#### REQUIRED TASK
Recast all the items below as a JSON list of strings, with one string for each line and blank lines left out.
- - - - -
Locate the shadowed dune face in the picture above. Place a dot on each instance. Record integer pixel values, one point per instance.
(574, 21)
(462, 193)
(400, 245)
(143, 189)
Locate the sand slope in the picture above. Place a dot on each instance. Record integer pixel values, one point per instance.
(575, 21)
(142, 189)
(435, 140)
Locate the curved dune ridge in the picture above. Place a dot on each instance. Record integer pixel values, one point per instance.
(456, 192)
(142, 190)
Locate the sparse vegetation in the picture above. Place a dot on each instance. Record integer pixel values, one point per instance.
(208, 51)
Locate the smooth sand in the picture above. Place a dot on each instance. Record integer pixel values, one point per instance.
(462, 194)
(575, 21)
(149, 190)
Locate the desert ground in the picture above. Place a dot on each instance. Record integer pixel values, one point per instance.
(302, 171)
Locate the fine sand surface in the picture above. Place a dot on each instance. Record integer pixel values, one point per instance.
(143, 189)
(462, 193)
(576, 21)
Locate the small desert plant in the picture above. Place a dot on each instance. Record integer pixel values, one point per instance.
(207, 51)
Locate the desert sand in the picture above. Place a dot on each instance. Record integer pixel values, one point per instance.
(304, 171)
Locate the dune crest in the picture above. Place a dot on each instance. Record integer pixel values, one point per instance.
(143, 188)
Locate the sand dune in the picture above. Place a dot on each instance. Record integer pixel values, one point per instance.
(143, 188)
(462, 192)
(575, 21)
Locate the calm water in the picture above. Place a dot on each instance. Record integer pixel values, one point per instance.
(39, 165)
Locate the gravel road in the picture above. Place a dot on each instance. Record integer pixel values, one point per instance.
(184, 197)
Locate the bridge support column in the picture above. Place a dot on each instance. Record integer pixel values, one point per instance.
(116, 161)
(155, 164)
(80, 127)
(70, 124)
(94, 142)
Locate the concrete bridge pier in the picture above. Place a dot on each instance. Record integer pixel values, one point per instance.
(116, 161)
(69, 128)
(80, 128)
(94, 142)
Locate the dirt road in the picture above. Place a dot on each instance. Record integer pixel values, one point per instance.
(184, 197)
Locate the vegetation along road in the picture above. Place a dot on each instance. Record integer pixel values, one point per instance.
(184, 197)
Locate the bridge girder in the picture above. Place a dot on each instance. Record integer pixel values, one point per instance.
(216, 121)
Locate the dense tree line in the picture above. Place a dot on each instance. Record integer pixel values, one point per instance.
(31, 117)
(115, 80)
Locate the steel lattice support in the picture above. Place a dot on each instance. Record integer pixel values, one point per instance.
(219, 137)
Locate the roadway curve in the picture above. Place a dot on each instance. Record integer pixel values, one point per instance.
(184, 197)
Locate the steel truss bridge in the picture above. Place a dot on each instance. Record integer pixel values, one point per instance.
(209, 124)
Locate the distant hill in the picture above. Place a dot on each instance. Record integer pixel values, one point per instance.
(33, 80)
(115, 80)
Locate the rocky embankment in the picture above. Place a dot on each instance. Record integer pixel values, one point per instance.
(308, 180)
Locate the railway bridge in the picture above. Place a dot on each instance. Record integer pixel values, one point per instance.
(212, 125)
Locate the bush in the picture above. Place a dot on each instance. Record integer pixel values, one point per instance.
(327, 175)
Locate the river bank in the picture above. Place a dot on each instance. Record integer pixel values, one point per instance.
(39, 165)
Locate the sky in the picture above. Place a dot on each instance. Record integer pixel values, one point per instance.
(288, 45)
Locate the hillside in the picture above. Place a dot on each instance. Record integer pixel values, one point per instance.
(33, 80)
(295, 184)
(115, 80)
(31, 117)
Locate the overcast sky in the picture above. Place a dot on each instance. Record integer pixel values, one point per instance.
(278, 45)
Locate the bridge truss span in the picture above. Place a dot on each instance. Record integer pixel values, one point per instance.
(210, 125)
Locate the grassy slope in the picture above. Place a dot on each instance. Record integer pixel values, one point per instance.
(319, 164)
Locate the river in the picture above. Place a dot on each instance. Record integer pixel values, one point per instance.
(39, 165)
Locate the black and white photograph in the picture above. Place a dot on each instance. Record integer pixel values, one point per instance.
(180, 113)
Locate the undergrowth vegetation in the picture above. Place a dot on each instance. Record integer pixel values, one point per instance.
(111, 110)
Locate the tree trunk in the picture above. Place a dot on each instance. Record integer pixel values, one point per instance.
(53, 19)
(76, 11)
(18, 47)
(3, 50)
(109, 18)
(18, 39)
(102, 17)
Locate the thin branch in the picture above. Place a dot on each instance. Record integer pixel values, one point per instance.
- - - - -
#### FINAL ANSWER
[
  "Locate the shadowed dune face in the picture above. Place a dot on each instance. Record integer pixel values, one point per instance.",
  "(574, 21)",
  "(462, 193)",
  "(400, 245)",
  "(143, 189)",
  "Locate the sand slope in the picture above. Place a dot on each instance. Record integer pixel values, one point per instance.",
  "(575, 21)",
  "(142, 189)",
  "(435, 140)",
  "Locate the curved dune ridge in the picture above. Place a dot on each instance. Record integer pixel values, one point per instance.",
  "(456, 192)",
  "(142, 190)",
  "Locate the sparse vegetation in the picture above. Place a dot on each instance. Record integer pixel values, one point per instance.",
  "(208, 51)",
  "Locate the smooth sand in the picture above. Place a dot on each instance. Record integer pixel values, one point per instance.",
  "(462, 194)",
  "(575, 21)",
  "(149, 190)",
  "Locate the desert ground in the picture above. Place a dot on each instance. Record integer pixel values, one point per instance.",
  "(302, 171)",
  "Locate the fine sand surface in the picture above. Place a dot on each instance. Record integer pixel values, one point per instance.",
  "(143, 189)",
  "(462, 193)",
  "(576, 21)",
  "Locate the small desert plant in the picture above. Place a dot on each instance. Record integer pixel values, one point per instance.",
  "(207, 51)",
  "Locate the desert sand in the picture above. Place a dot on each instance. Record integer pixel values, one point per instance.",
  "(304, 171)",
  "Locate the dune crest in the picture above. Place a dot on each instance. Record integer pixel values, one point per instance.",
  "(143, 188)",
  "Locate the sand dune in the picture above. Place a dot on each instance. Record integer pixel values, one point per instance.",
  "(143, 188)",
  "(462, 192)",
  "(575, 21)",
  "Locate the calm water in the picture above. Place a dot on each instance. Record integer pixel values, one point per instance.",
  "(39, 165)",
  "Locate the gravel road in the picture above. Place a dot on each instance. Record integer pixel values, one point per instance.",
  "(184, 197)",
  "Locate the bridge support column in the picture above. Place a dot on each instance. Record integer pixel values, one point per instance.",
  "(116, 161)",
  "(155, 164)",
  "(80, 127)",
  "(70, 124)",
  "(94, 142)",
  "Locate the concrete bridge pier in the picture above. Place a dot on each instance. Record integer pixel values, one point per instance.",
  "(116, 161)",
  "(69, 128)",
  "(80, 128)",
  "(94, 142)",
  "Locate the dirt road in the picture above. Place a dot on each instance. Record integer pixel values, one point per instance.",
  "(184, 197)",
  "Locate the vegetation along road in the picture above. Place a dot on each instance. Record integer pixel values, one point per instance.",
  "(184, 197)",
  "Locate the bridge girder in the picture above. Place a dot on each instance. Record integer pixel values, one point per instance.",
  "(216, 121)",
  "Locate the dense tree line in the picture above. Place a dot on each instance. Record integer pixel values, one point per instance.",
  "(31, 117)",
  "(115, 80)",
  "Locate the steel lattice support in the picture above. Place a dot on each instance. Record integer pixel values, one point per instance.",
  "(219, 137)",
  "Locate the roadway curve in the picture above. Place a dot on each instance. Record integer pixel values, one point per instance.",
  "(184, 197)",
  "Locate the steel truss bridge in the picture above. Place a dot on each instance. Record integer pixel values, one point per instance.",
  "(209, 124)",
  "Locate the distant hill in the picture above. Place a dot on each instance. Record integer pixel values, one point per instance.",
  "(33, 80)",
  "(115, 80)",
  "Locate the rocky embankment in the picture above. Place a dot on each instance. Record integer pixel values, one point per instance.",
  "(308, 180)",
  "Locate the railway bridge in the picture above. Place a dot on each instance. Record integer pixel values, one point per instance.",
  "(212, 125)",
  "Locate the bush in the picture above. Place a dot on each instance. Record integer pixel values, one point per instance.",
  "(327, 175)",
  "Locate the river bank in the picture above. Place a dot on each instance. Record integer pixel values, one point per instance.",
  "(39, 165)",
  "Locate the sky in the picture above. Place a dot on each instance. Record integer pixel values, one point per instance.",
  "(288, 45)",
  "Locate the hillside in the picture above. Place a dot on each instance. Record integer pixel values, one point per instance.",
  "(33, 80)",
  "(295, 184)",
  "(115, 80)",
  "(31, 117)",
  "Locate the overcast sky in the picture above. Place a dot on each instance. Record integer pixel values, one point per instance.",
  "(278, 45)",
  "Locate the bridge truss span in the picture above. Place a dot on each instance. Record integer pixel values, one point per instance.",
  "(210, 125)",
  "Locate the grassy slope in the picture above. Place a dot on each instance. Record integer pixel values, one point per instance.",
  "(319, 164)",
  "Locate the river in the picture above. Place a dot on each instance. Record integer pixel values, one point per instance.",
  "(39, 165)",
  "Locate the black and white photograph in the picture above. Place a dot on each instance. Record integer pixel values, one point per instance.",
  "(180, 113)",
  "Locate the undergrowth vegetation in the picture above. Place a dot on each instance. Record integer pixel values, one point per instance.",
  "(111, 110)",
  "Locate the tree trunk in the picture above. Place a dot on each instance. Record integer pixel values, one point per instance.",
  "(53, 19)",
  "(76, 11)",
  "(18, 47)",
  "(3, 50)",
  "(109, 18)",
  "(18, 39)",
  "(102, 17)",
  "Locate the thin branch in the picture above. Place a dot on each instance. Record integer pixel values, one point per instance."
]